=== PROBLEM DETAILS ===
In the part of the records that opens with the line containing "# draw the outline of every instance of the tree trunk" and closes with the line containing "131 332 L 135", swap "tree trunk" for "tree stump" and reproduce only those lines, with everything else unchanged and the pictures omitted.

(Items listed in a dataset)
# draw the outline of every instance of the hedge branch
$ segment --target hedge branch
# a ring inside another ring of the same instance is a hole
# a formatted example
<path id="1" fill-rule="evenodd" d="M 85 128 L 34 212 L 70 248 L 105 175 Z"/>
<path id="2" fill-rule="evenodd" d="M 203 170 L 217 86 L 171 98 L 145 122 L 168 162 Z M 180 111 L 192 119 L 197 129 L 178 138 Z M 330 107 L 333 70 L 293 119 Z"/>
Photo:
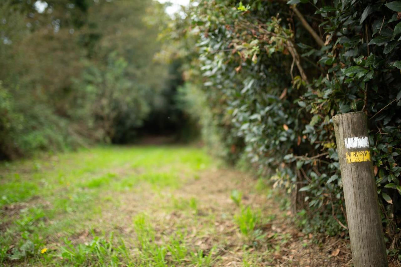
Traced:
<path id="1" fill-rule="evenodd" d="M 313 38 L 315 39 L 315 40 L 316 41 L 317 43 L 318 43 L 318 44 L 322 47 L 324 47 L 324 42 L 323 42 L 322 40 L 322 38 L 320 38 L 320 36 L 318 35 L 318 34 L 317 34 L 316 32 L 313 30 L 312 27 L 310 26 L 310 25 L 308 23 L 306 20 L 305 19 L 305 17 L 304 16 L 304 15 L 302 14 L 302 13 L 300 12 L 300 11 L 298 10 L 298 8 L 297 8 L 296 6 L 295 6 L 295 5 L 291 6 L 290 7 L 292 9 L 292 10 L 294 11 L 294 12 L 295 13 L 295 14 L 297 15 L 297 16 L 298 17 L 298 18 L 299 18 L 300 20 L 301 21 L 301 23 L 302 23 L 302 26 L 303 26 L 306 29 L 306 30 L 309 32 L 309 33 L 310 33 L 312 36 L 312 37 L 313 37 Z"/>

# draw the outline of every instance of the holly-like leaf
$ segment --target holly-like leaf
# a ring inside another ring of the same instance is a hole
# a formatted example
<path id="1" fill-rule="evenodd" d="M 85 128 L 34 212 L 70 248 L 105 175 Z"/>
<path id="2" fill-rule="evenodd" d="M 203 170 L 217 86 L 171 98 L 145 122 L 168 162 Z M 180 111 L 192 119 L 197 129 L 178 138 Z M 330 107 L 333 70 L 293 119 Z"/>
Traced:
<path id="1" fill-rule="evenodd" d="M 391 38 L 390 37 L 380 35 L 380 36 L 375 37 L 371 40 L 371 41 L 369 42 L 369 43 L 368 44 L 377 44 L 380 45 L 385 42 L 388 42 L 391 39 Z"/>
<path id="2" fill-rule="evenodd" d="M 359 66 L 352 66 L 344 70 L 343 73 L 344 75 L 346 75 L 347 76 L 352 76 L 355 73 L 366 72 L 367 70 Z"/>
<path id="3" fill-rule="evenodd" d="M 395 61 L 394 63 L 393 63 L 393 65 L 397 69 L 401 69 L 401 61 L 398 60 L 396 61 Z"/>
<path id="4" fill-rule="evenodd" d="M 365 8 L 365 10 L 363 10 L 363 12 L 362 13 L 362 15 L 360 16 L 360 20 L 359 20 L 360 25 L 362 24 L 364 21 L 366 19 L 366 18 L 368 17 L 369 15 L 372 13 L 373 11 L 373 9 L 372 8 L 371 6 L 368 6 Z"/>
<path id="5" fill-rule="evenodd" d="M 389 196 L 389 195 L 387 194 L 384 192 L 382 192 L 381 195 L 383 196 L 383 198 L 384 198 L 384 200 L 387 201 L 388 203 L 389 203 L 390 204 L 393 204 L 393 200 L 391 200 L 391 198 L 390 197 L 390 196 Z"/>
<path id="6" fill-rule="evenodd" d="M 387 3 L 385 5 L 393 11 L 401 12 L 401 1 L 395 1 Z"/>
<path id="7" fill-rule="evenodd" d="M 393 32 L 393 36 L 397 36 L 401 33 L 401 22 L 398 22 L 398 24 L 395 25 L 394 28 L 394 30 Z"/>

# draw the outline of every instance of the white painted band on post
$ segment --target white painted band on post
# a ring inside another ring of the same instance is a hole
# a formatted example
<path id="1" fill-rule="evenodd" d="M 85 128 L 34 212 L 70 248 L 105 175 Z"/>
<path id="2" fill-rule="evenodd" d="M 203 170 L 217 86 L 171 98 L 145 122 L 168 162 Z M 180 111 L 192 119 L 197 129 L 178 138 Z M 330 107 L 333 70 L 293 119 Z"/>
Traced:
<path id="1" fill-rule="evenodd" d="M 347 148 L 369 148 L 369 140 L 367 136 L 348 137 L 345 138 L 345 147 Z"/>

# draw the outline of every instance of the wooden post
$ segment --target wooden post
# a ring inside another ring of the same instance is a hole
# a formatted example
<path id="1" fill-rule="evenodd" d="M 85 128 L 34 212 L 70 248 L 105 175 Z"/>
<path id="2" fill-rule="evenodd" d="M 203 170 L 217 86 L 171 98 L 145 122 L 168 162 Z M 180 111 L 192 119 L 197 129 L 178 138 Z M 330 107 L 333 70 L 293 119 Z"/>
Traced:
---
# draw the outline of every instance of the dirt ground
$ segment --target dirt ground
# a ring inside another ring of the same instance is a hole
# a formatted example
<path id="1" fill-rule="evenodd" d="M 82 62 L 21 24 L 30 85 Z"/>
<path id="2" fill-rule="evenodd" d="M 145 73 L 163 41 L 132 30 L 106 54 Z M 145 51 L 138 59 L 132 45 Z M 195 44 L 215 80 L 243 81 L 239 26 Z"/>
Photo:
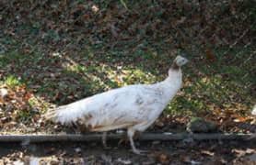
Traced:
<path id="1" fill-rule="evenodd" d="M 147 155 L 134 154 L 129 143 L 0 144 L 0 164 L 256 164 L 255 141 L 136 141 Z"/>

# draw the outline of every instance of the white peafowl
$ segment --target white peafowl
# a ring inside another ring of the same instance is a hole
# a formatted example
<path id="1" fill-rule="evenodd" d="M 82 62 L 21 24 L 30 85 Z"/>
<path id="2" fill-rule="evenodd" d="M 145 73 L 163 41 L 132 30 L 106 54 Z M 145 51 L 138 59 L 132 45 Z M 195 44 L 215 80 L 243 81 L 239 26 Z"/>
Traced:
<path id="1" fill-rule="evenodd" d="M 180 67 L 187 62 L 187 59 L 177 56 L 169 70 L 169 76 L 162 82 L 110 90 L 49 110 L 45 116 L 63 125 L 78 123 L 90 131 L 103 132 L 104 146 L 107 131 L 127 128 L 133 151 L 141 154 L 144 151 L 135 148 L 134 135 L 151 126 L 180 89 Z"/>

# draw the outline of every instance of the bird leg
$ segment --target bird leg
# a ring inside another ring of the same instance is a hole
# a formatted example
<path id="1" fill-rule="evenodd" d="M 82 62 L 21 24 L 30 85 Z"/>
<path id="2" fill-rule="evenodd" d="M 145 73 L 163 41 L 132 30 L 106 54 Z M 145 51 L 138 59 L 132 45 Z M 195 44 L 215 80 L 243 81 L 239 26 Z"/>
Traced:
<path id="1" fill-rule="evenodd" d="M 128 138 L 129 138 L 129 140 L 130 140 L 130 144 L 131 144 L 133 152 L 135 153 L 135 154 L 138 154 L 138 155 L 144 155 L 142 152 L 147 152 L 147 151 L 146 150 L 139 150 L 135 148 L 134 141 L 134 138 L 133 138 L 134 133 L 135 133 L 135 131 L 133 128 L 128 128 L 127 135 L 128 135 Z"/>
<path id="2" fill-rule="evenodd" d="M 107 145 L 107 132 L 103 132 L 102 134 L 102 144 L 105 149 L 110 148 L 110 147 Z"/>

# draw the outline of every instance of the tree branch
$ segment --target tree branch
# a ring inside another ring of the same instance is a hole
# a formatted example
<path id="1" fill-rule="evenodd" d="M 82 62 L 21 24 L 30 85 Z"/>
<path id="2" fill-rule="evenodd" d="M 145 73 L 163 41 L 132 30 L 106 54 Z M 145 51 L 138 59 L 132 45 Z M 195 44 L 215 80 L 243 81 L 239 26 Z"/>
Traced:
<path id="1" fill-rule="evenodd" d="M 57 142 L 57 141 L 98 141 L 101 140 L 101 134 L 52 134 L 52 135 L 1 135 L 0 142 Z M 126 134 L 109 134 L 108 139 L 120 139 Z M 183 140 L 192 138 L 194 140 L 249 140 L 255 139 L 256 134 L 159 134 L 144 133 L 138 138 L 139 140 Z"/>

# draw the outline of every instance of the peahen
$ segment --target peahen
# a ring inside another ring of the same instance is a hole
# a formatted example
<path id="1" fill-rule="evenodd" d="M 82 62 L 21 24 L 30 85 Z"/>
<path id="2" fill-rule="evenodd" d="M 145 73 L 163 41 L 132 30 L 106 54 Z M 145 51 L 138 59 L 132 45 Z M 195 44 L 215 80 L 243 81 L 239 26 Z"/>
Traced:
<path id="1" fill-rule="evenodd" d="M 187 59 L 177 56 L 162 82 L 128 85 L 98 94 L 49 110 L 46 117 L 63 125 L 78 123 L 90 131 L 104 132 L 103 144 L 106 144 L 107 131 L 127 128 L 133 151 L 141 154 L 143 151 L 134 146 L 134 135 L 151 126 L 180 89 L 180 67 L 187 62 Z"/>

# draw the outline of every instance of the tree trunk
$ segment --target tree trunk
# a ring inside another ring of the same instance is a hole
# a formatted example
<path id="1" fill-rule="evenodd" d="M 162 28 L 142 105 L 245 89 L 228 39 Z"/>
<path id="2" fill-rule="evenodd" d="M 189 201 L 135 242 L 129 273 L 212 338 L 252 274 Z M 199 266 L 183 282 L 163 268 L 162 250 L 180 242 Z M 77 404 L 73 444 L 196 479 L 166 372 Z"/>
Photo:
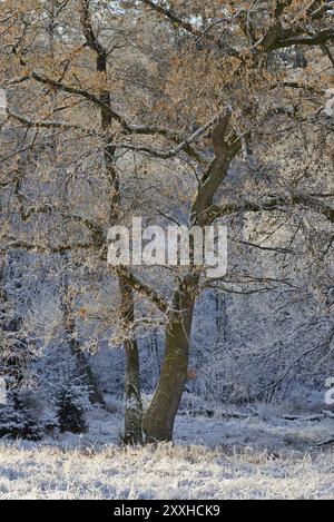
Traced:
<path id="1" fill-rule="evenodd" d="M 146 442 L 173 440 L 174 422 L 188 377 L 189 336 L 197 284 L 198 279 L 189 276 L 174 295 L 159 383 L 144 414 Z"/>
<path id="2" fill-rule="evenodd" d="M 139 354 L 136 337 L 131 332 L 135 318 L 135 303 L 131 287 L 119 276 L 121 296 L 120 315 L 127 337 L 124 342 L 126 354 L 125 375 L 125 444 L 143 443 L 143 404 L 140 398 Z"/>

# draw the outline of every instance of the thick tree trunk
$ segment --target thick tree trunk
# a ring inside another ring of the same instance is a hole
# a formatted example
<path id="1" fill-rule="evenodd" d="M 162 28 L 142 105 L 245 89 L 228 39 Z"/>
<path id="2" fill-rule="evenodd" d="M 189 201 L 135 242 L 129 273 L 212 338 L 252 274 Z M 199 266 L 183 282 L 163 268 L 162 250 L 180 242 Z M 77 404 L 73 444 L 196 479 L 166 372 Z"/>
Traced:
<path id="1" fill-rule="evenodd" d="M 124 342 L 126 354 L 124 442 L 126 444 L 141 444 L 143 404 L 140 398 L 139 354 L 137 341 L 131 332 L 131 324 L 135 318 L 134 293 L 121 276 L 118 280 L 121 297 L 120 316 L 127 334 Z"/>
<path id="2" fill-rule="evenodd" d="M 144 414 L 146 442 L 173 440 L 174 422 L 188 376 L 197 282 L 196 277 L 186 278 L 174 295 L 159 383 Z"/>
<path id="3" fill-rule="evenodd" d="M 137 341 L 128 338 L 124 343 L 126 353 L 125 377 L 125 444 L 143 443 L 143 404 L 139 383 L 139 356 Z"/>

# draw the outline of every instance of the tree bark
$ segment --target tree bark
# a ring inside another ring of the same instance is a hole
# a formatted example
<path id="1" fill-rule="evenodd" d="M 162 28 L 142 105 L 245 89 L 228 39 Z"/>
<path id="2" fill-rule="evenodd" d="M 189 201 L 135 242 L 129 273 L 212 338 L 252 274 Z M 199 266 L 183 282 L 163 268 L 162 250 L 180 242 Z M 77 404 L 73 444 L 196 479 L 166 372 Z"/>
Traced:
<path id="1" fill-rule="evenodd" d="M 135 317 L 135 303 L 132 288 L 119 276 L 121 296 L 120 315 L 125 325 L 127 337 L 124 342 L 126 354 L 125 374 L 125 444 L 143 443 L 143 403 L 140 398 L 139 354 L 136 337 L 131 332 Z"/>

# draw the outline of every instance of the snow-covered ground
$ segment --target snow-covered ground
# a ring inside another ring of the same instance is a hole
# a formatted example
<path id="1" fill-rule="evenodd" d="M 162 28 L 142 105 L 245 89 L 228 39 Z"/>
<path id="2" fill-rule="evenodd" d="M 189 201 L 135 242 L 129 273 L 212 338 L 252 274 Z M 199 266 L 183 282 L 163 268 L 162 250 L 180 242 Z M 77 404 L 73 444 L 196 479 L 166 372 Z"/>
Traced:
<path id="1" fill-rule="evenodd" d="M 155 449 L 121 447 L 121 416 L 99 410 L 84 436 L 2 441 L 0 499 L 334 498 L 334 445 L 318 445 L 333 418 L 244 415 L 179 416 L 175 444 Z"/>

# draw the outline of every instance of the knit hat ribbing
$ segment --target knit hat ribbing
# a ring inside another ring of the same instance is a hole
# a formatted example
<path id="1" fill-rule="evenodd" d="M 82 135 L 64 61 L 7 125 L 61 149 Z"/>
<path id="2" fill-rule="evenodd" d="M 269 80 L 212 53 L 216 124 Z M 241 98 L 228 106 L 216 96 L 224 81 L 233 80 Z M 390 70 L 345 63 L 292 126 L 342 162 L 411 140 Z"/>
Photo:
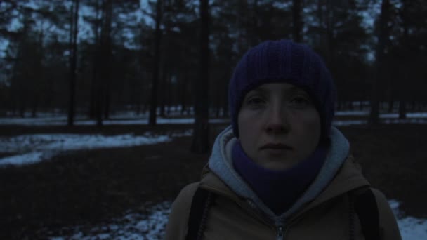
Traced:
==
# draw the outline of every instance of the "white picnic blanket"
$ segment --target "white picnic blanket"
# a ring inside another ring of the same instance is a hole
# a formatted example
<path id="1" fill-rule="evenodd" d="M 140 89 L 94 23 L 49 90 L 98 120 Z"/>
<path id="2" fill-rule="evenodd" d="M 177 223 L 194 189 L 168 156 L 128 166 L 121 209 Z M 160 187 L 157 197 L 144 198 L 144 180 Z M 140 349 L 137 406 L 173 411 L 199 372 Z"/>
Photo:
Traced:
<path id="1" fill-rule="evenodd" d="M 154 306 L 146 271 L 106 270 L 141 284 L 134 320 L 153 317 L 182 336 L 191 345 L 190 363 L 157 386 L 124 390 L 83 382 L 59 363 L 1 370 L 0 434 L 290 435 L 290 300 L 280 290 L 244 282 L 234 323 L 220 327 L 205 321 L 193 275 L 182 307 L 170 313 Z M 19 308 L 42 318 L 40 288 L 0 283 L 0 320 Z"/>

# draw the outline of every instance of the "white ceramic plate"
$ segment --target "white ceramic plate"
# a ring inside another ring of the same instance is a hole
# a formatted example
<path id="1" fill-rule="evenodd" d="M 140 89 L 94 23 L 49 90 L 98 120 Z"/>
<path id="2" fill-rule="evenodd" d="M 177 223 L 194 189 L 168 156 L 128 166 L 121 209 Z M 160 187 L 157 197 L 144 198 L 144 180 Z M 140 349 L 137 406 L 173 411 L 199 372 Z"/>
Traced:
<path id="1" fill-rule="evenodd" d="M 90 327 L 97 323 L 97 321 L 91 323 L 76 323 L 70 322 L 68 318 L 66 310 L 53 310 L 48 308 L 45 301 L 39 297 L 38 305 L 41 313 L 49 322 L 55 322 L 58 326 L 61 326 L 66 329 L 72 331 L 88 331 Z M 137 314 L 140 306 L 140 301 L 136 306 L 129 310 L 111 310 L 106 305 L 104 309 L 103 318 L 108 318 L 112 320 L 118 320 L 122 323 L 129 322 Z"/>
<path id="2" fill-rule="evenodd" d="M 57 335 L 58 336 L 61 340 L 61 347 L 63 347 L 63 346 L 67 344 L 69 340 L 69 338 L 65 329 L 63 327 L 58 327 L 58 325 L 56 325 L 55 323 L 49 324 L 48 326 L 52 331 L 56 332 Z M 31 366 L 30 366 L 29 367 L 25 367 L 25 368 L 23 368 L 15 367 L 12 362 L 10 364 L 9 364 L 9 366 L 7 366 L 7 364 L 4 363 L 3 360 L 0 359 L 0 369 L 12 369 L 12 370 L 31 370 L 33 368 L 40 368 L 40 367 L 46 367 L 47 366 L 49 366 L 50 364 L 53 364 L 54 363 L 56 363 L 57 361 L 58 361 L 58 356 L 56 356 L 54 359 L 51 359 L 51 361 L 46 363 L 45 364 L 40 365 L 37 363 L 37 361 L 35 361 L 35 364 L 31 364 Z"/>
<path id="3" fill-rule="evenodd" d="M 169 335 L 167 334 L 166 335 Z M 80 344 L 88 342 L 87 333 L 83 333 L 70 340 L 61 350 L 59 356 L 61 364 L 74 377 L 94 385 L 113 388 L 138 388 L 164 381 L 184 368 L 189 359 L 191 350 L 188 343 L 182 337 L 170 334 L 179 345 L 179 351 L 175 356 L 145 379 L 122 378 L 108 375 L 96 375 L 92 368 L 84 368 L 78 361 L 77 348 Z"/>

=== RESPONSE TO THIS EXERCISE ===
# draw the outline of every instance of the tree stump
$ segment --target tree stump
# a ring inside another ring of the same instance is a hole
# a formatted example
<path id="1" fill-rule="evenodd" d="M 162 28 L 142 105 L 245 89 L 228 39 Z"/>
<path id="2" fill-rule="evenodd" d="M 189 201 L 135 242 L 129 273 L 212 338 L 252 274 Z M 199 266 L 183 282 L 163 268 L 162 250 L 180 242 Z M 77 404 L 73 444 L 196 479 L 166 372 Z"/>
Photo:
Traced:
<path id="1" fill-rule="evenodd" d="M 146 442 L 173 440 L 174 422 L 188 377 L 189 336 L 197 284 L 198 279 L 189 276 L 174 295 L 159 383 L 144 414 Z"/>
<path id="2" fill-rule="evenodd" d="M 139 354 L 136 337 L 131 332 L 135 318 L 135 303 L 131 287 L 119 276 L 121 296 L 120 315 L 127 337 L 124 342 L 126 354 L 125 375 L 125 444 L 143 443 L 143 404 L 140 398 Z"/>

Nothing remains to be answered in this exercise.